● CONSIGNES À SUIVRE:
A - D'après l'extrait sur le prêt de réparation, pourquoi la Belgique a-t-elle bloqué le projet la semaine dernière ? Répondez en une à trois phrases.
B - Relevez, dans l'ordre où elles apparaissent, toutes les indications de moment que contient l'extrait sur le prêt de réparation.

● EXTRAIT CITÉ:
※ ※ ※

Les enjeux ne pourraient être plus élevés : le président Volodymyr Zelensky a déclaré que son pays aurait besoin de fonds dès le "tout début" de l'année prochaine.

"Je ne sais pas si c'est possible. Tout ne dépend pas de nous", selon le leader ukrainien.

La semaine dernière, la Belgique a bloqué un projet novateur visant à utiliser les actifs immobilisés de la Banque centrale russe et à accorder un prêt de 140 milliards d'euros à Kiev. En tant que principal détenteur des actifs, la Belgique craint d'être laissée seule face aux représailles de Moscou et exige des garanties à toute épreuve pour assurer une solidarité totale entre les États membres.

Bien que le principe d'un prêt de réparation ait reçu un large soutien de la plupart des capitales, il n'est pas certain que l'UE parvienne à convaincre le Premier ministre belge, Bart De Wever, d'ici à ce que les dirigeants se réunissent à nouveau en décembre pour un sommet décisif.

La Commission européenne devrait présenter un document d'options dans les semaines à venir, exposant les alternatives possibles au prêt pour les réparations, de la meilleure à la pire.

Voici ce que ce document très attendu pourrait (ou ne pourrait pas) contenir.

※ ※ ※

● Données enregistrées:
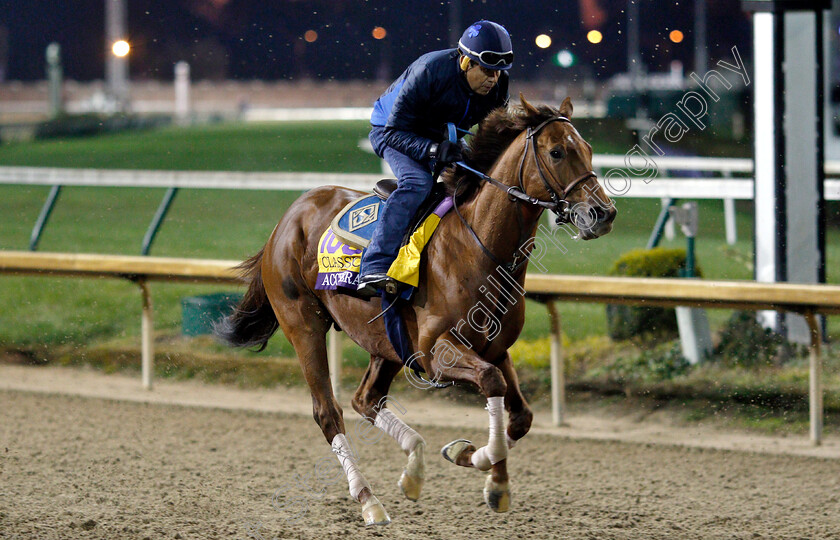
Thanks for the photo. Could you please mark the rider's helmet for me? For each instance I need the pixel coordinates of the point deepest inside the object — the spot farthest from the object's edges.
(488, 44)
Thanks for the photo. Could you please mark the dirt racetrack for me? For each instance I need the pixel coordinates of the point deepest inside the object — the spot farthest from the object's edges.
(87, 467)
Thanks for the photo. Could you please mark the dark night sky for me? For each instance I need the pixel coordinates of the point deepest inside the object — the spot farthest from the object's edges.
(250, 39)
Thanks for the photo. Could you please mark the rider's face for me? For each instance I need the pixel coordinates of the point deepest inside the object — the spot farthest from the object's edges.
(481, 79)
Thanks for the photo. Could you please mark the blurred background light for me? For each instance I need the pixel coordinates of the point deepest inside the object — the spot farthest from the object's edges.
(120, 48)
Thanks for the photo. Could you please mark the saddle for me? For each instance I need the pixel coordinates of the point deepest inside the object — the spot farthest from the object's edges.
(341, 245)
(355, 223)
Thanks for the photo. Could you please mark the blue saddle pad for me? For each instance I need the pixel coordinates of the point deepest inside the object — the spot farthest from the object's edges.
(356, 222)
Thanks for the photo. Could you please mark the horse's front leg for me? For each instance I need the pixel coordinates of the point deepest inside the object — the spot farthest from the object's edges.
(519, 422)
(460, 363)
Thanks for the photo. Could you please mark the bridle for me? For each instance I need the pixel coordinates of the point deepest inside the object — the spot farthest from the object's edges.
(559, 203)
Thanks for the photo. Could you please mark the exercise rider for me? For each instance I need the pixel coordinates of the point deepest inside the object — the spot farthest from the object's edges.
(460, 86)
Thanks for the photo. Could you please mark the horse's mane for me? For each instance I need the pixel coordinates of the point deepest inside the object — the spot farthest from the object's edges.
(495, 133)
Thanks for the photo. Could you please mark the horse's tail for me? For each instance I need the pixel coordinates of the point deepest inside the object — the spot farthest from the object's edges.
(253, 322)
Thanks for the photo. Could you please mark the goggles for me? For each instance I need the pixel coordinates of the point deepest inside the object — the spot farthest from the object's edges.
(491, 58)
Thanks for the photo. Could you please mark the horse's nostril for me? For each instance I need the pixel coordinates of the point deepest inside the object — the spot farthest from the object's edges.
(604, 214)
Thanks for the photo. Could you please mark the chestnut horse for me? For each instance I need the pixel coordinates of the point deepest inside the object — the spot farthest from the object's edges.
(535, 160)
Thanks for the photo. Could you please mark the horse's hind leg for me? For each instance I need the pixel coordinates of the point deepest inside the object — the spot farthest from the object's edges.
(370, 401)
(308, 337)
(467, 366)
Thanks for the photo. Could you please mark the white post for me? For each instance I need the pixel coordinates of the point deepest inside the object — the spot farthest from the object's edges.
(558, 378)
(147, 337)
(815, 379)
(182, 92)
(669, 224)
(334, 356)
(729, 219)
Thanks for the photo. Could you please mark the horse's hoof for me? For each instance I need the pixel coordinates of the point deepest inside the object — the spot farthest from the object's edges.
(451, 451)
(411, 486)
(497, 495)
(374, 513)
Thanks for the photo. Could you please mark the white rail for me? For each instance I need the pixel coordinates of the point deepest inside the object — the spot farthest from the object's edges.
(658, 187)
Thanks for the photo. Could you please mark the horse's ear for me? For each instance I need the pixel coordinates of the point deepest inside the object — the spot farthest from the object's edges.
(566, 108)
(527, 107)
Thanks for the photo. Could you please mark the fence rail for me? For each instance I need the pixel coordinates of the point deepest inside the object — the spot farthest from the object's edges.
(658, 187)
(808, 300)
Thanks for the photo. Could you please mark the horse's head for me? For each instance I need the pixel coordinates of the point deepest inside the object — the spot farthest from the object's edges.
(556, 166)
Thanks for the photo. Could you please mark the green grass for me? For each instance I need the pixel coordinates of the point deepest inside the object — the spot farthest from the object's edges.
(292, 146)
(234, 224)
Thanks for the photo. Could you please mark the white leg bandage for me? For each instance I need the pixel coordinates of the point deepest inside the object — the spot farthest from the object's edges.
(496, 449)
(511, 442)
(347, 458)
(399, 430)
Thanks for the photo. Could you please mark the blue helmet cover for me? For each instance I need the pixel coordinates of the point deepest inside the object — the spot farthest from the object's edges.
(486, 37)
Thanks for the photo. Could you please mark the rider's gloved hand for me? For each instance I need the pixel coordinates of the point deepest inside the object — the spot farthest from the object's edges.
(448, 152)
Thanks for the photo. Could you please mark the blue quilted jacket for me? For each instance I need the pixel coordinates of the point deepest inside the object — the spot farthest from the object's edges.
(412, 114)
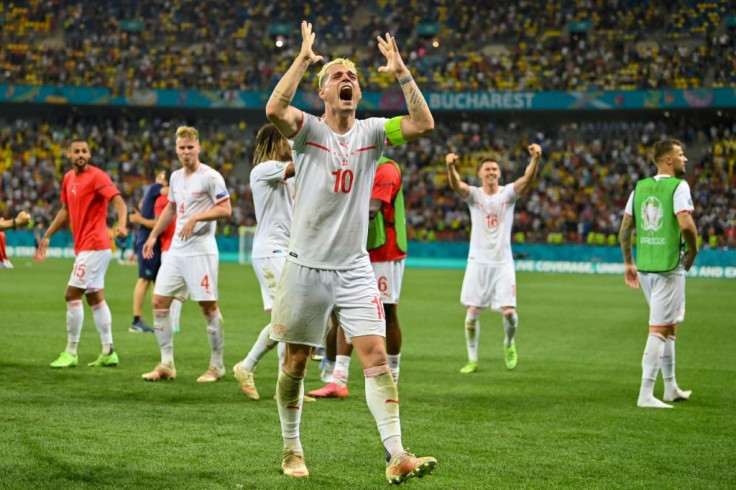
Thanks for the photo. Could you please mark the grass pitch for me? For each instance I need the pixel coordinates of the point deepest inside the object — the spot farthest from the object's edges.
(565, 418)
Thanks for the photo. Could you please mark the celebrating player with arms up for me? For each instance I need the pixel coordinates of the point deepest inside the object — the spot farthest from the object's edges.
(327, 266)
(490, 279)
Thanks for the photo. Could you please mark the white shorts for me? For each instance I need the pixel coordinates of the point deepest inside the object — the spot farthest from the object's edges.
(305, 297)
(268, 271)
(195, 275)
(665, 294)
(487, 285)
(388, 279)
(89, 270)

※ ※ ※

● RÉPONSES DANS L'ORDRE:
A - En tant que principal détenteur des actifs immobilisés de la Banque centrale russe, la Belgique craint d'être laissée seule face aux représailles de Moscou. Elle exige donc des garanties à toute épreuve pour assurer une solidarité totale entre les États membres.

B -
- dès le « tout début » de l'année prochaine
- la semaine dernière
- en décembre
- dans les semaines à venir